GIVEN PASSAGE
Now, we want to know how these variables and targets are changing with respect to time. I will use Plotly Express libary to plot the variables and targets with interactive range slider.

In [12]:
import plotly.express as px

def plot(data_frame, x_column, y_column, title, y_unit):
    """Plot time series with unit-aware y-axis and rangeslider"""
    fig = px.line(data_frame, x=x_column, y=y_column, title=title)
    fig.update_layout(
        yaxis_title=y_unit,
        xaxis_title='Time',
        xaxis_rangeslider_visible=True
    )
    fig.show()
    return fig  # Return the figure object instead of showing it

# Define variables, titles, and units
variables = [
    ('maximum_air_temperature', 'Maximum Air Temperature', '°C'),
    ('precipitation_amount', 'Precipitation', 'kg/m²'),
    ('thickness_of_snowfall_amount', 'Snowfall Thickness', 'm'),
    ('surface_snow_thickness', 'Surface Snow Depth', 'm')
]

# Generate and save plots with proper units
for col, title, unit in variables:
    fig = plot(dataset_1, 'time', col, title, unit)
    fig.write_html(f"{col}.html")

LISTED ENTRIES
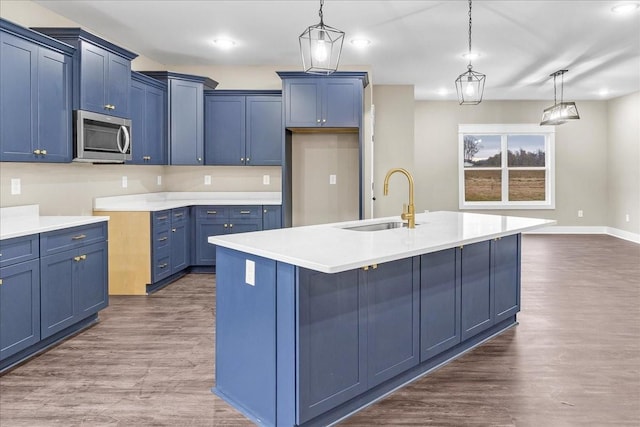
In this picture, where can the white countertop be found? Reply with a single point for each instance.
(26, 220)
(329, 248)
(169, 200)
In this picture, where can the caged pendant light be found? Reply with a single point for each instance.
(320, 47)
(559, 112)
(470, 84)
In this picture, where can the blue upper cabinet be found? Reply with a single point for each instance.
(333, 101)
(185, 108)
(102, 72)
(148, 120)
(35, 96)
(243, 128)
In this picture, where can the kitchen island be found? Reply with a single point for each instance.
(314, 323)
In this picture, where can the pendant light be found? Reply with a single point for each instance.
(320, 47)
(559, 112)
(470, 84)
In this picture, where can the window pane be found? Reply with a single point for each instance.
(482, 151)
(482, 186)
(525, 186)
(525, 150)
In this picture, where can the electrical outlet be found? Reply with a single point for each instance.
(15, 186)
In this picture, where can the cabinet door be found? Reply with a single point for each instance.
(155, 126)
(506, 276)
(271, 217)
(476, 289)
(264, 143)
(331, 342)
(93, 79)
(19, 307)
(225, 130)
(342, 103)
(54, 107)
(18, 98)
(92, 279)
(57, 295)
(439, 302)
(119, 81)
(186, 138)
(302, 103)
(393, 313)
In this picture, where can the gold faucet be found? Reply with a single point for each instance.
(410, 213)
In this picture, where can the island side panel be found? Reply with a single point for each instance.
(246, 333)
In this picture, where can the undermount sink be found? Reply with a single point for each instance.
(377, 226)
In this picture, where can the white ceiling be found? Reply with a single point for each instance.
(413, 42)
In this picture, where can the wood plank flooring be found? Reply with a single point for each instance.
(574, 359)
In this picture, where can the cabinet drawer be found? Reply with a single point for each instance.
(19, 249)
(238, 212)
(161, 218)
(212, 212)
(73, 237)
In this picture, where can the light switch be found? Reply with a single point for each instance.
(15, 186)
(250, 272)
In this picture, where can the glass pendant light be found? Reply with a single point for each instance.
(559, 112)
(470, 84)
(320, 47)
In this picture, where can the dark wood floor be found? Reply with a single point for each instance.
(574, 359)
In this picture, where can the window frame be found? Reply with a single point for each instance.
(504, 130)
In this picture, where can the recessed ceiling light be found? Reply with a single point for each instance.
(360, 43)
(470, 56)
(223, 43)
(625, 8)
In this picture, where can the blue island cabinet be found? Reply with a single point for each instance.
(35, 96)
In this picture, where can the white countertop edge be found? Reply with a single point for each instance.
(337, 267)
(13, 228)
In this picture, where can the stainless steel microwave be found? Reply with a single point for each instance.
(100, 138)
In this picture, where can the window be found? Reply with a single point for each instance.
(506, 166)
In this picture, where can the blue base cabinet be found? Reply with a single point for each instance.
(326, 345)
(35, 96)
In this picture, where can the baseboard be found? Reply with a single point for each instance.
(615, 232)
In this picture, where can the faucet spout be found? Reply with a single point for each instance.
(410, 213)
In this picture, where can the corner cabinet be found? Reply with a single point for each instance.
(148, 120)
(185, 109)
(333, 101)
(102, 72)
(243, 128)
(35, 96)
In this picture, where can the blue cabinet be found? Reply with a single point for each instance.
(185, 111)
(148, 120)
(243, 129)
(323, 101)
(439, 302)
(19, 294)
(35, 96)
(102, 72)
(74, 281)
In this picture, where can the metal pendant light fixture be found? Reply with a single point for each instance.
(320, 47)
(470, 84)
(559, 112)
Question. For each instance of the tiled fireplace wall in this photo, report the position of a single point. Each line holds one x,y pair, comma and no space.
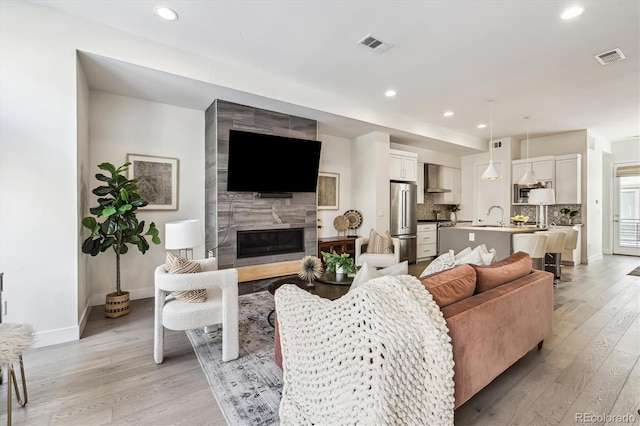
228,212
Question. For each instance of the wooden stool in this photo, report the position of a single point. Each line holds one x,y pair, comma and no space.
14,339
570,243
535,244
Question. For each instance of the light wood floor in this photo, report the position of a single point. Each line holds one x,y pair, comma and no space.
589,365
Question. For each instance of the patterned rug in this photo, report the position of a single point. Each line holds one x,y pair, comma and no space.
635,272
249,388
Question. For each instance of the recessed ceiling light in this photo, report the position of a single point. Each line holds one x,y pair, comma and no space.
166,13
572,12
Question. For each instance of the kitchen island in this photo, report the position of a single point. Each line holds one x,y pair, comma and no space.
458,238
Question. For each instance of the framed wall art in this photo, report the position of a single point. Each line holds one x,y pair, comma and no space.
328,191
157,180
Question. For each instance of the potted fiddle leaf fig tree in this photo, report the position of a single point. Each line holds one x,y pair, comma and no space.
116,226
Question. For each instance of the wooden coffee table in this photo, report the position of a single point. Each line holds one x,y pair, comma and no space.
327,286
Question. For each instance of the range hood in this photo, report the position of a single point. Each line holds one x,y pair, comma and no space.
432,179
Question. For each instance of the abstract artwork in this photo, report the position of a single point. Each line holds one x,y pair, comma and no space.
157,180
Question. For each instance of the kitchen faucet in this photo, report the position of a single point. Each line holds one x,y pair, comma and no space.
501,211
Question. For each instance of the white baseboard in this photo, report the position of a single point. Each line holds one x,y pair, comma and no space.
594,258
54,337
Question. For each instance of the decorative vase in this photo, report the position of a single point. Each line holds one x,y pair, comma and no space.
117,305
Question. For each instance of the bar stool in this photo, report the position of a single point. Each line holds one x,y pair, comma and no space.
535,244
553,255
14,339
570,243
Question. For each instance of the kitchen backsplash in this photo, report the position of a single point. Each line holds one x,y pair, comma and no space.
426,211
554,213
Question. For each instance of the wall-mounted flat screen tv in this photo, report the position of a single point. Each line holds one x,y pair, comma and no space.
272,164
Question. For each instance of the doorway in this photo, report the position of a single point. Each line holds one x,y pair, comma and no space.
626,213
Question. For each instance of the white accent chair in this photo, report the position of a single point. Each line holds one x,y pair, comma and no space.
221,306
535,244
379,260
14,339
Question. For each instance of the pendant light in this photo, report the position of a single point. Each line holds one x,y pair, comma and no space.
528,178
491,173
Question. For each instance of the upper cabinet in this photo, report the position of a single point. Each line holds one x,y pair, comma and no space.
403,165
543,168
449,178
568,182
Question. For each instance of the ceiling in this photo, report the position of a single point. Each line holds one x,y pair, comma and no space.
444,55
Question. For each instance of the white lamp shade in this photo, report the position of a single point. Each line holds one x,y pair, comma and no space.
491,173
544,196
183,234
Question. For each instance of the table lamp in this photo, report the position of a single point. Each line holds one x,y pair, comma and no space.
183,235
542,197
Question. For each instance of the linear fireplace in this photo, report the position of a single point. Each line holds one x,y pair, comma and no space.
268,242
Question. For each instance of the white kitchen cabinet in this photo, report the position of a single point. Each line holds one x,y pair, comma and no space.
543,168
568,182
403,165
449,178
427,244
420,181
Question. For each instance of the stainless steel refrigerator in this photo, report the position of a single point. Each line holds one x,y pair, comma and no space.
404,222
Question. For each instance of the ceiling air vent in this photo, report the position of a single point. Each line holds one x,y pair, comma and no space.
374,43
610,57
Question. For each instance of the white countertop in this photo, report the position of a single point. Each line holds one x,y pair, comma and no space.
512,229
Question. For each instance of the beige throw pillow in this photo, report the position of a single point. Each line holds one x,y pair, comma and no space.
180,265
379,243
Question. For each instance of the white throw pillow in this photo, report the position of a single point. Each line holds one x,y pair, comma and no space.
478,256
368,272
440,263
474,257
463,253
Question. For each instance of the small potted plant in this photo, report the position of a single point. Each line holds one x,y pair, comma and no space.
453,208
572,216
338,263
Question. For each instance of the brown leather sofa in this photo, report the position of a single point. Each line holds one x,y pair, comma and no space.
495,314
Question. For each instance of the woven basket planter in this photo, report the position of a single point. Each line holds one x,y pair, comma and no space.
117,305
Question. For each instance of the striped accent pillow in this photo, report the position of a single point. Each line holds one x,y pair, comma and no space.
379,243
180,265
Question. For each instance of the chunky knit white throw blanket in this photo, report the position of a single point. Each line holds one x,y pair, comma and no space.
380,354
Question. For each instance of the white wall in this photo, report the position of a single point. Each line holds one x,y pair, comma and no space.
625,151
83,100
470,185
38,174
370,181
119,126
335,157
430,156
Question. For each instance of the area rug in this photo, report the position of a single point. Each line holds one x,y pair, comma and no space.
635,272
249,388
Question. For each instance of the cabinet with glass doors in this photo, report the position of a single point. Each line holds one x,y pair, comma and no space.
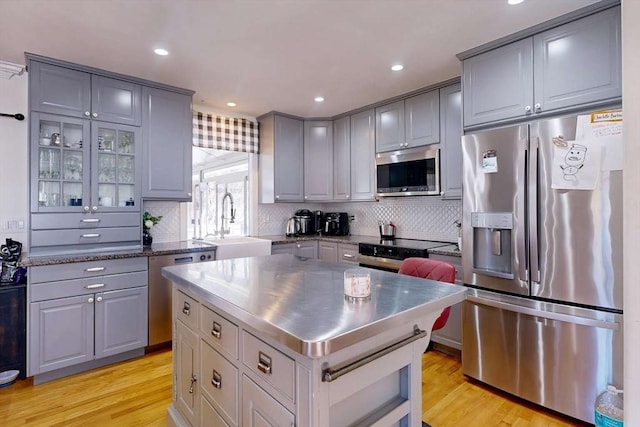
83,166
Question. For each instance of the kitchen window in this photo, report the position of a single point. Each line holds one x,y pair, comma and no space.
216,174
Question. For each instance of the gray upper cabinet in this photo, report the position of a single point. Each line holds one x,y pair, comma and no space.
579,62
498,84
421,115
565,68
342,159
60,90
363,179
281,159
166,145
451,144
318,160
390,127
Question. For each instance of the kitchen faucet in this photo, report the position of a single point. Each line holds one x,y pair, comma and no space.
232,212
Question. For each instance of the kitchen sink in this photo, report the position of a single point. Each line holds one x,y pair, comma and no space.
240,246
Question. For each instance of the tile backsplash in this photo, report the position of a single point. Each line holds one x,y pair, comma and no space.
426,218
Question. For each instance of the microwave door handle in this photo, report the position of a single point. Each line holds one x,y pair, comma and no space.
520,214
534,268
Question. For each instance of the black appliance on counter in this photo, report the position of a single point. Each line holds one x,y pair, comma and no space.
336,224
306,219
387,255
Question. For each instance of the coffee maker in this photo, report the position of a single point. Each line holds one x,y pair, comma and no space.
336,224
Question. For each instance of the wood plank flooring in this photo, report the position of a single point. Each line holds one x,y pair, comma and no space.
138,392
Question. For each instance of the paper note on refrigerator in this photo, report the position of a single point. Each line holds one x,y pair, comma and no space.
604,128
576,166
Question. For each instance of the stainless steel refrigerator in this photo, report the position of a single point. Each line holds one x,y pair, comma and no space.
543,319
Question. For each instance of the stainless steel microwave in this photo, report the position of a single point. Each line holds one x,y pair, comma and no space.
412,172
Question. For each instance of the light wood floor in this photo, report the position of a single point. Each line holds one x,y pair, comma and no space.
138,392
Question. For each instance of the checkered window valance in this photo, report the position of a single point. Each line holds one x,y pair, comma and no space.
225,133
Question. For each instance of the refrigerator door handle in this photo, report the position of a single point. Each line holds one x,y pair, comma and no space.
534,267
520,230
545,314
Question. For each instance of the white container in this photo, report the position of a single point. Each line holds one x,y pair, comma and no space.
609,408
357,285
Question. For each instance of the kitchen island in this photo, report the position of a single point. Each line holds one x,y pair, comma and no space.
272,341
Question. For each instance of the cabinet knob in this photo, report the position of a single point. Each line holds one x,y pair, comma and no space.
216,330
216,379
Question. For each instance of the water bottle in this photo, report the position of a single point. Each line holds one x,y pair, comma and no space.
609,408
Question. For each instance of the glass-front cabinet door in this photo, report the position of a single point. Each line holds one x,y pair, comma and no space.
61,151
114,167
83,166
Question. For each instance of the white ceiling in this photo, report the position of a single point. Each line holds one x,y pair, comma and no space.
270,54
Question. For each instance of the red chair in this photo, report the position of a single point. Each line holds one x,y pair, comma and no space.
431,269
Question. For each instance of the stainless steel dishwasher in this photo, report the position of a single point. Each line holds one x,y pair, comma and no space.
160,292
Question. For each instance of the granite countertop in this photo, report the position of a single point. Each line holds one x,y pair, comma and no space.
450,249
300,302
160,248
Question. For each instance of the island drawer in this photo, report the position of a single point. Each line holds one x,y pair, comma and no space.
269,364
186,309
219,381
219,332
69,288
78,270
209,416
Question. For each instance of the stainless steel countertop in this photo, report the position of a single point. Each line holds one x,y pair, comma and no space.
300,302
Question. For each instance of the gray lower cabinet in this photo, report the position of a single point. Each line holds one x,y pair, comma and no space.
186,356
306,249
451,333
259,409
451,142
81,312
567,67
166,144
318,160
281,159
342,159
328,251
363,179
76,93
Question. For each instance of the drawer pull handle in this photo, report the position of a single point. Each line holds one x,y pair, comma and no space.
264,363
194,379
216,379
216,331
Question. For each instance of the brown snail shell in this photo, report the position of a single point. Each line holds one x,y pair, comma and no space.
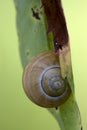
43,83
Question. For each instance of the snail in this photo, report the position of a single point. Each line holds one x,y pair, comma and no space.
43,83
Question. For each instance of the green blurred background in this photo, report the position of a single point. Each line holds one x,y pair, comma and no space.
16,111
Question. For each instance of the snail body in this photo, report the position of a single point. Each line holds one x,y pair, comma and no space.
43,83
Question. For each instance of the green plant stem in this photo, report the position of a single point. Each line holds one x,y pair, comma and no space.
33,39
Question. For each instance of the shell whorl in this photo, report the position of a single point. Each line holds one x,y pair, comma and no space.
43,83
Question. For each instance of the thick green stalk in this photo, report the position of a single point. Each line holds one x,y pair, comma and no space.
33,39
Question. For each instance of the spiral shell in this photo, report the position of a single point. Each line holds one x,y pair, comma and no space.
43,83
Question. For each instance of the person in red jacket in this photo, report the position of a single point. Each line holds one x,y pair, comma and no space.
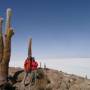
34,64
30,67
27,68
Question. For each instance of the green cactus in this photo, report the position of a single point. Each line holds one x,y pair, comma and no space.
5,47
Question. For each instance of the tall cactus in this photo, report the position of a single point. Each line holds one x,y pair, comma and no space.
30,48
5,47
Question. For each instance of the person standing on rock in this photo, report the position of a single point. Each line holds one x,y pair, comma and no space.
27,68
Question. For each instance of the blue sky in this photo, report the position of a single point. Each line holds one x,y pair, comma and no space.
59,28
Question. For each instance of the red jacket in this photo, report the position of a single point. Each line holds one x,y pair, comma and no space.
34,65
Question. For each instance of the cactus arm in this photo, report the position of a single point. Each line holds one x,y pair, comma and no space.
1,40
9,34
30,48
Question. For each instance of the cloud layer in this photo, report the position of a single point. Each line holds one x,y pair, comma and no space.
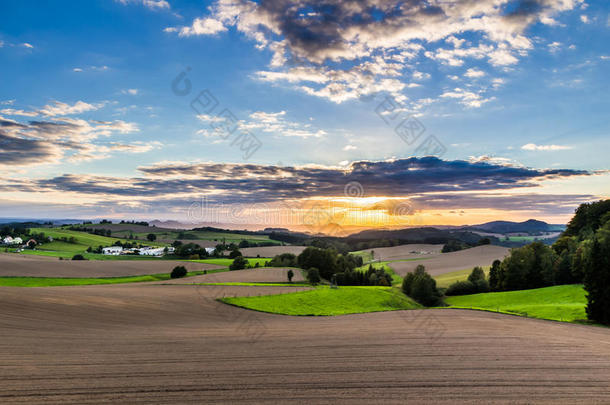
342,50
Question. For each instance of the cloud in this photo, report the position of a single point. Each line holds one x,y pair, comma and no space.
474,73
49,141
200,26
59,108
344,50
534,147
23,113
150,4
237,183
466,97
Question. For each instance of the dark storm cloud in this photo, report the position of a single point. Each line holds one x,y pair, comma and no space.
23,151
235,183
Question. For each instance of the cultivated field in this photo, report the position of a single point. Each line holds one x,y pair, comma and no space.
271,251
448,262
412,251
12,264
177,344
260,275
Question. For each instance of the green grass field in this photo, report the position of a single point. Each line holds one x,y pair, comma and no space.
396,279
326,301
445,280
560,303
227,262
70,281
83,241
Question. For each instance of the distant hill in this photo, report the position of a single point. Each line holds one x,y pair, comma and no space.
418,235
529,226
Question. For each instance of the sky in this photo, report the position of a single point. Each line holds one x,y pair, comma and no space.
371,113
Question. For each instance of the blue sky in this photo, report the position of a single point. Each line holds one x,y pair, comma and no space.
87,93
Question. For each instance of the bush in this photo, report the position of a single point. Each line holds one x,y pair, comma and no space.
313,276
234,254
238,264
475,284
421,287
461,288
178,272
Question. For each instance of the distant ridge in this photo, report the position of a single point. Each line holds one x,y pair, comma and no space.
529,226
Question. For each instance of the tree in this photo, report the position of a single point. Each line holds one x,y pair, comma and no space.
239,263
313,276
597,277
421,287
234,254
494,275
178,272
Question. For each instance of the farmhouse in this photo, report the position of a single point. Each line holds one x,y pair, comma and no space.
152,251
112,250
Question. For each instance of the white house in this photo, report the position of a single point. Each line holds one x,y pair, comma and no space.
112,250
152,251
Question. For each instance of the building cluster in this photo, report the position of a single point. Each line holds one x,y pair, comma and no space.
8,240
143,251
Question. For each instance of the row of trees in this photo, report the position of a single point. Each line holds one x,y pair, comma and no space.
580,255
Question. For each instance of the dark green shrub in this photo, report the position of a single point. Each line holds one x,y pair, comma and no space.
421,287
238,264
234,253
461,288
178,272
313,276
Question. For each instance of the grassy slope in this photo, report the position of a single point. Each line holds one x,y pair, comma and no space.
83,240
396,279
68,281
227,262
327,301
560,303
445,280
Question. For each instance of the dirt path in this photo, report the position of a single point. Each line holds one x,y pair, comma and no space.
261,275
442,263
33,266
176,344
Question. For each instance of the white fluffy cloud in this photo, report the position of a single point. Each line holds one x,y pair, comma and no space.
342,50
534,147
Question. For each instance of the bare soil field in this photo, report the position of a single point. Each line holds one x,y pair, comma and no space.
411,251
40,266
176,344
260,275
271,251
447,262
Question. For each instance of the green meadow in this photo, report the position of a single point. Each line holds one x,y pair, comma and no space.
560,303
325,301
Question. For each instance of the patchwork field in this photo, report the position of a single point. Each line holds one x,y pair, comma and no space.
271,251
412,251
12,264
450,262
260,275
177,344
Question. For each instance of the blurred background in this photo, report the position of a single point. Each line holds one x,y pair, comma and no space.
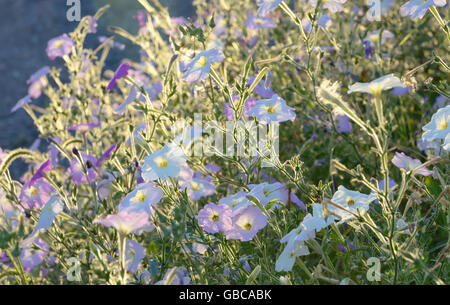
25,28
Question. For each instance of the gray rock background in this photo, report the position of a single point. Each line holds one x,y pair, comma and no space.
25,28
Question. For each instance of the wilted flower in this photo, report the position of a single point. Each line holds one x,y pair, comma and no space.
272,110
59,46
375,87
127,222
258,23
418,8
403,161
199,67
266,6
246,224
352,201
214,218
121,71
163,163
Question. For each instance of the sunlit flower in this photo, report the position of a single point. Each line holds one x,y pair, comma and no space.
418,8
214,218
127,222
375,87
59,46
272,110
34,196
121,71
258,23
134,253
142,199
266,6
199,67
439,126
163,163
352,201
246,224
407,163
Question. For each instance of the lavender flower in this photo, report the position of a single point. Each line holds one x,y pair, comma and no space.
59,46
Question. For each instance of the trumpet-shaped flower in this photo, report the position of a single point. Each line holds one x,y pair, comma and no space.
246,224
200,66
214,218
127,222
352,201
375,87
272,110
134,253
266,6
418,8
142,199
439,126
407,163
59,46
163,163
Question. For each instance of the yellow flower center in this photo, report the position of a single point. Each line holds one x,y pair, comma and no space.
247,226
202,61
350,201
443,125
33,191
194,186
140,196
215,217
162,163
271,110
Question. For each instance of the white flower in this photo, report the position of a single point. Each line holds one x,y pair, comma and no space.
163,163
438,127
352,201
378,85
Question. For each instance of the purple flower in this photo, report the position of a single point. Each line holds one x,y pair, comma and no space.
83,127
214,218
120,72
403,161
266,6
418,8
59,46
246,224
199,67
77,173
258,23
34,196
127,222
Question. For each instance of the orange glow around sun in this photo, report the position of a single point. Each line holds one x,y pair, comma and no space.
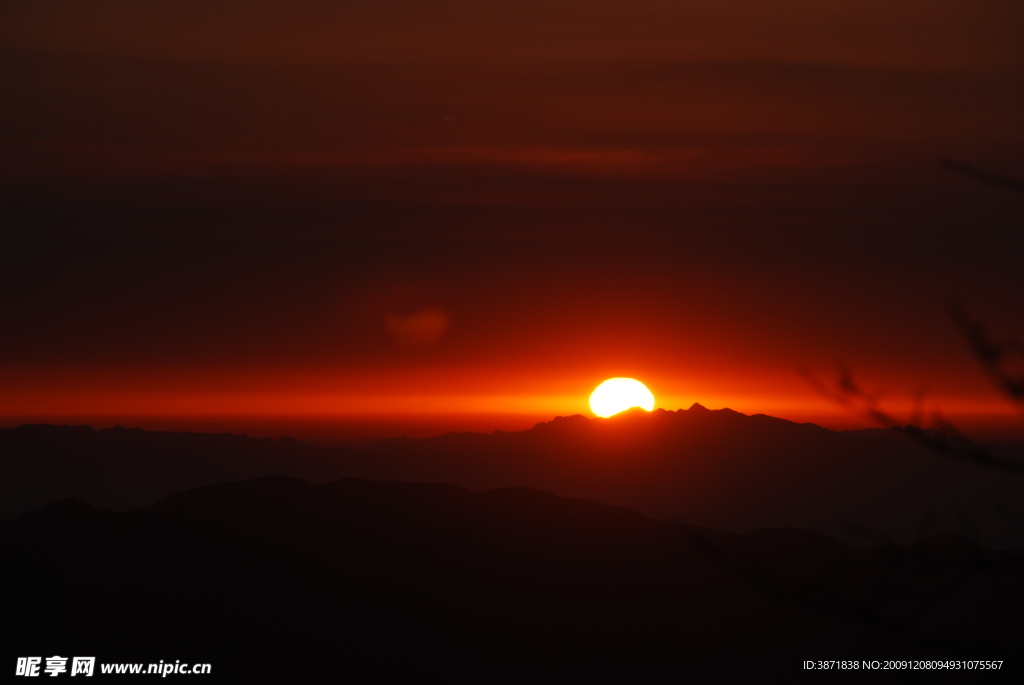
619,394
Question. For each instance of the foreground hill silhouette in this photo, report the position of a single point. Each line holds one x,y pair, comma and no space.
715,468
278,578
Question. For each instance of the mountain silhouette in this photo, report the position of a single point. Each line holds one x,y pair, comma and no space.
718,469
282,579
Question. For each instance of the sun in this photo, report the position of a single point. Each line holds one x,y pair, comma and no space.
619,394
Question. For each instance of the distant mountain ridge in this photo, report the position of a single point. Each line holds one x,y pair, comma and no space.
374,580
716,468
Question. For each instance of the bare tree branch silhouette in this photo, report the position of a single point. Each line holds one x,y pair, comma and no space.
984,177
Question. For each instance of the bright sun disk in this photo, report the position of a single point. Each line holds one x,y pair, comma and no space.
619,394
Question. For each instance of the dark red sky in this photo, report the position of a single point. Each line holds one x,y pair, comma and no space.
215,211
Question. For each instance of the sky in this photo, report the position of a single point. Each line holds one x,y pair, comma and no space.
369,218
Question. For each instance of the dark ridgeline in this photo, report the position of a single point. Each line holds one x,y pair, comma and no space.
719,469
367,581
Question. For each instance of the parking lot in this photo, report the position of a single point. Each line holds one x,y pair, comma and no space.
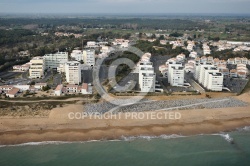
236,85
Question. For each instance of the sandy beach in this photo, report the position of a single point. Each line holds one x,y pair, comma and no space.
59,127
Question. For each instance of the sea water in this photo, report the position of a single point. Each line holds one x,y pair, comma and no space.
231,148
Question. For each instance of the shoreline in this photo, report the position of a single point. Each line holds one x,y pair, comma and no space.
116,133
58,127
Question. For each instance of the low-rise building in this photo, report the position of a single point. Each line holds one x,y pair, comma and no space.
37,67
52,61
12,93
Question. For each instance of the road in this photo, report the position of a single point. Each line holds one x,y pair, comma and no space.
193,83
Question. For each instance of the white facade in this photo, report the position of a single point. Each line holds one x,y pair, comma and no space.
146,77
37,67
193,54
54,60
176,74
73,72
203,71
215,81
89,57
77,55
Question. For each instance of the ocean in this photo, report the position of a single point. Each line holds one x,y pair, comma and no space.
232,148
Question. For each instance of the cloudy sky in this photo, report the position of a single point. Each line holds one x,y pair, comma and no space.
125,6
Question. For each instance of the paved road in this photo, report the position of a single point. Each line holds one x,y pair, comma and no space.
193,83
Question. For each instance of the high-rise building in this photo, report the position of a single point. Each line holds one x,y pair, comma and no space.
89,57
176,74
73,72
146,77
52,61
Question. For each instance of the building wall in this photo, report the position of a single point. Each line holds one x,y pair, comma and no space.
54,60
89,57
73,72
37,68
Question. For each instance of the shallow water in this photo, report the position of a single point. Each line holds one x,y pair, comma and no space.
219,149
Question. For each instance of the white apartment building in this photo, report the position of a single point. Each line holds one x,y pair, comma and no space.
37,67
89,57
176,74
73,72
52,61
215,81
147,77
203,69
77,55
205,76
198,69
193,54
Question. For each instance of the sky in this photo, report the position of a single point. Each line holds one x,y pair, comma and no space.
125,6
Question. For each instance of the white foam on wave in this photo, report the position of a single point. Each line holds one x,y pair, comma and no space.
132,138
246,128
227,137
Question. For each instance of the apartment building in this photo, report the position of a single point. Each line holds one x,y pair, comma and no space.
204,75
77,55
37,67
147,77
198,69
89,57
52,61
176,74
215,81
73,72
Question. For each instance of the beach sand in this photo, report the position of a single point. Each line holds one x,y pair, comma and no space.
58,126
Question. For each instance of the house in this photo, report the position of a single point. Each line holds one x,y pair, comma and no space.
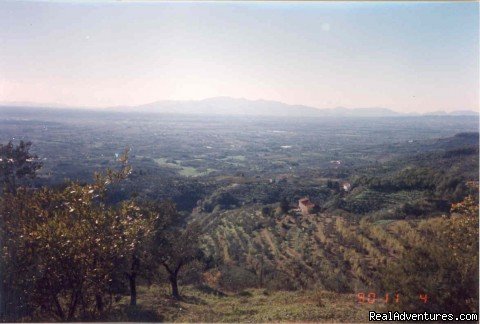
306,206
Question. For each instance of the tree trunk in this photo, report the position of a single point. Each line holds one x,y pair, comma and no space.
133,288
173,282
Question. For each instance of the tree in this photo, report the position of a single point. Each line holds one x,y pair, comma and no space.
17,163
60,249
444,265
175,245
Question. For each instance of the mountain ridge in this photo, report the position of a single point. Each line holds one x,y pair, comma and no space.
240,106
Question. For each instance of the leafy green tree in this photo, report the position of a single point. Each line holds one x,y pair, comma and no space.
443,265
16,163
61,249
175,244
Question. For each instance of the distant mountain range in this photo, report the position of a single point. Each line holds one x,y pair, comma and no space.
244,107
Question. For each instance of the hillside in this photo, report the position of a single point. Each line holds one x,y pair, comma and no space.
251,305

COMPLETE THE FOLLOWING
**a)** From the time-series plotting excerpt, reproduce the passage starting with "# Define variables, titles, and" and going on through "Snow Depth', 'm')".
**b)** Identify each line of the listing that contains the word "lamp", and copy those lines.

OUTPUTS IN ORDER
**a)**
# Define variables, titles, and units
variables = [
    ('maximum_air_temperature', 'Maximum Air Temperature', '°C'),
    ('precipitation_amount', 'Precipitation', 'kg/m²'),
    ('thickness_of_snowfall_amount', 'Snowfall Thickness', 'm'),
    ('surface_snow_thickness', 'Surface Snow Depth', 'm')

**b)**
Question. For each instance of the white lamp shade in this photo, report the position of a single point. Each line holds one x,y pair, comma and no space.
Question. For each instance of the table lamp in this photo, report the position of a single point. Each line holds one x,y pair, comma and no space.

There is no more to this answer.